■ **Task to complete**
Reproduce word for word the rows that begin with the line containing "Task: indicate every instance of the green" and end with the line containing "[(542, 172), (559, 284), (333, 66)]", including both of those lines.
##### Stored data #####
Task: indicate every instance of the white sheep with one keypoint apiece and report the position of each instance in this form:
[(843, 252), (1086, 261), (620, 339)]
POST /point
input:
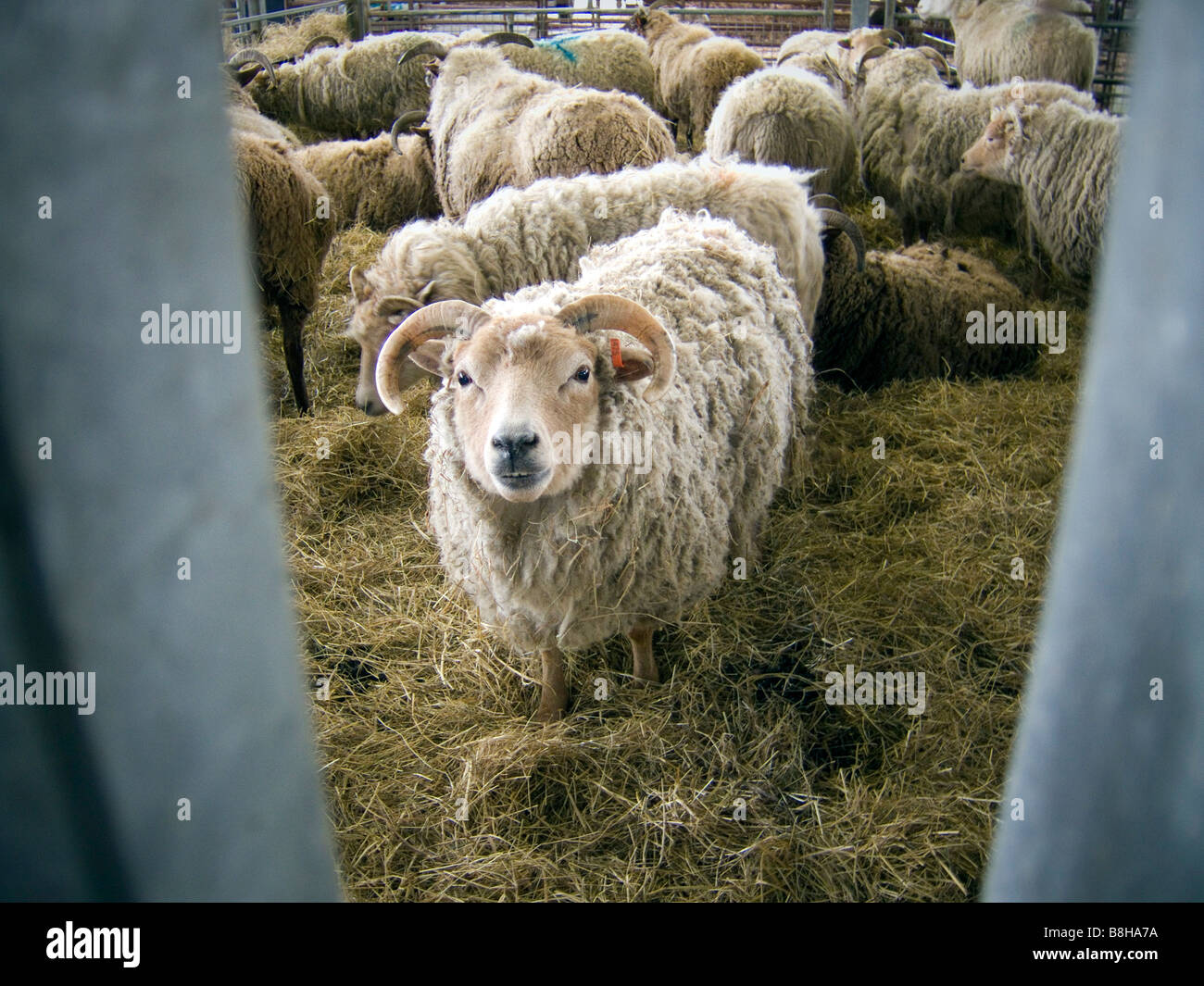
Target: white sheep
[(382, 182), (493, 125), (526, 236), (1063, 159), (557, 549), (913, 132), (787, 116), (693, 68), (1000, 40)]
#####
##### Stored data #####
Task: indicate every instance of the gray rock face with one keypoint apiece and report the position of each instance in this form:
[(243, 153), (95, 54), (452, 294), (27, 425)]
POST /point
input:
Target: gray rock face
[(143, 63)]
#####
##### Stored data #####
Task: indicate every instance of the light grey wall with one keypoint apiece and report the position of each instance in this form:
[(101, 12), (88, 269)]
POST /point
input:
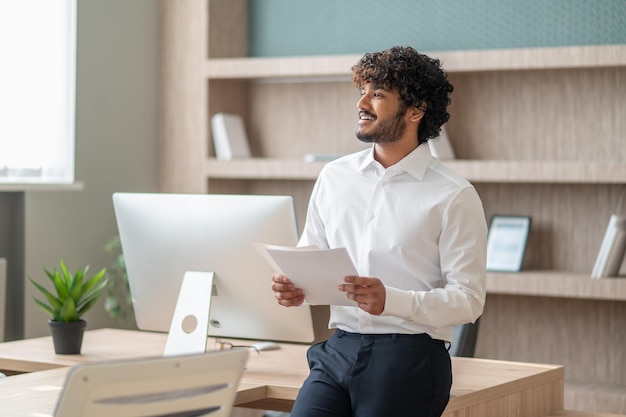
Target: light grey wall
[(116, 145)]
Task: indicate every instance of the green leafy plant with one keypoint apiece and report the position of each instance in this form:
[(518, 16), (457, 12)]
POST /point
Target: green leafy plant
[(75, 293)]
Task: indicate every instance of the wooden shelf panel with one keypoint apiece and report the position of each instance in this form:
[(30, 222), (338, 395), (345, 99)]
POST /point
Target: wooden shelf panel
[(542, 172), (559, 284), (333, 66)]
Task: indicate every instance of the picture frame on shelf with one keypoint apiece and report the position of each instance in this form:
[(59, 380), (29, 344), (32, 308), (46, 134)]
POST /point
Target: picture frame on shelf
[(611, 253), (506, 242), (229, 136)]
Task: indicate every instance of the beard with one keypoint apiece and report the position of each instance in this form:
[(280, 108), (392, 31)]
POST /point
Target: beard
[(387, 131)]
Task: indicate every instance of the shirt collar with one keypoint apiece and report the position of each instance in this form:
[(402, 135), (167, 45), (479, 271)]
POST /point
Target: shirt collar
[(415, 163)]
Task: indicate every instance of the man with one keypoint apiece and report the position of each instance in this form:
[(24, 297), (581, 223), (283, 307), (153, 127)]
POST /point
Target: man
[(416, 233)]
#####
■ **Output of the exercise**
Task: indicate every instance of the green leafy plant with one keypoint apiece and report the position of each instance in this form:
[(518, 16), (457, 12)]
POST /point
Target: green leafy plant
[(75, 293)]
Task: indicate every instance of the wooden shelf panel with one keypoint apiece and report the position of each instance in this form:
[(30, 222), (338, 395), (345, 99)]
POST /point
Target: wooden shelf panel
[(542, 172), (559, 284), (333, 66)]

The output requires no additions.